**What the exercise asks**
Reproduce the passage on converting company fleets to electric vehicles in full, word for word.

The transition to electric vehicles is underway. By 2050, The U.S. Energy Administration predicts around 2.21 billion EVs will be on the road worldwide.
EV technology is advancing, and the necessary charging infrastructure is becoming more widespread.
It’s time for companies with fleets of light-duty vehicles to start thinking about converting to EVs. Even small fleets can make a difference in the environment and boost their bottom lines by transitioning to electric fleet vehicles.
The initial costs for fleet electrification can be high, but you will also start seeing an almost instant return on your investment.
Switching to an electric fleet is a step-by-step process. Here’s some information to help make the transition go seamlessly.
Determine Your Operational Needs
Deciding to purchase electric fleet vehicles is a big step. It’s also one you want to get right. It’s why assessing the operational needs of your business is an important part of the process. It will help determine EV type, use, and maintenance.
- Vehicle route distances
- Typical vehicle use
- Annual mileage per vehicle (given route, use)
- Infrastructure preconditions
- Procurement schedule and preconditions
- Climate challenges
- Driver training and onboarding (time estimate)
When you know how your existing ICE (internal combustible engine) vehicles are being used you can calculate energy usage costs. It also helps you determine the characteristics your EVs need to effectively replace your ICE vehicles.

**Data**
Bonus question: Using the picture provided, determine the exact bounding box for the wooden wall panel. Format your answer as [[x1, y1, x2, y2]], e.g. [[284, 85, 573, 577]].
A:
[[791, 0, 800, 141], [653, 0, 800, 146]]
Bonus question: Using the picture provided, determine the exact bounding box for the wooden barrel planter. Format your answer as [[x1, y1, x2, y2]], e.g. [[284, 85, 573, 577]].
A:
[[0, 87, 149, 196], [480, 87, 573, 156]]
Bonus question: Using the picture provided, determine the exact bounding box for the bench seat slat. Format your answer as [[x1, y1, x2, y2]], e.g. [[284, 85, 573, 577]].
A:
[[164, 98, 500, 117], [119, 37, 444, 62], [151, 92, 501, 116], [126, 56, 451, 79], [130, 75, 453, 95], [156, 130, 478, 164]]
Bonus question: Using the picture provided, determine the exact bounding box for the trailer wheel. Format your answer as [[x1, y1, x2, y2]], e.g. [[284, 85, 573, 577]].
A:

**Output of the exercise**
The transition to electric vehicles is underway. By 2050, The U.S. Energy Administration predicts around 2.21 billion EVs will be on the road worldwide.
EV technology is advancing, and the necessary charging infrastructure is becoming more widespread.
It’s time for companies with fleets of light-duty vehicles to start thinking about converting to EVs. Even small fleets can make a difference in the environment and boost their bottom lines by transitioning to electric fleet vehicles.
The initial costs for fleet electrification can be high, but you will also start seeing an almost instant return on your investment.
Switching to an electric fleet is a step-by-step process. Here’s some information to help make the transition go seamlessly.
Determine Your Operational Needs
Deciding to purchase electric fleet vehicles is a big step. It’s also one you want to get right. It’s why assessing the operational needs of your business is an important part of the process. It will help determine EV type, use, and maintenance.
- Vehicle route distances
- Typical vehicle use
- Annual mileage per vehicle (given route, use)
- Infrastructure preconditions
- Procurement schedule and preconditions
- Climate challenges
- Driver training and onboarding (time estimate)
When you know how your existing ICE (internal combustible engine) vehicles are being used you can calculate energy usage costs. It also helps you determine the characteristics your EVs need to effectively replace your ICE vehicles.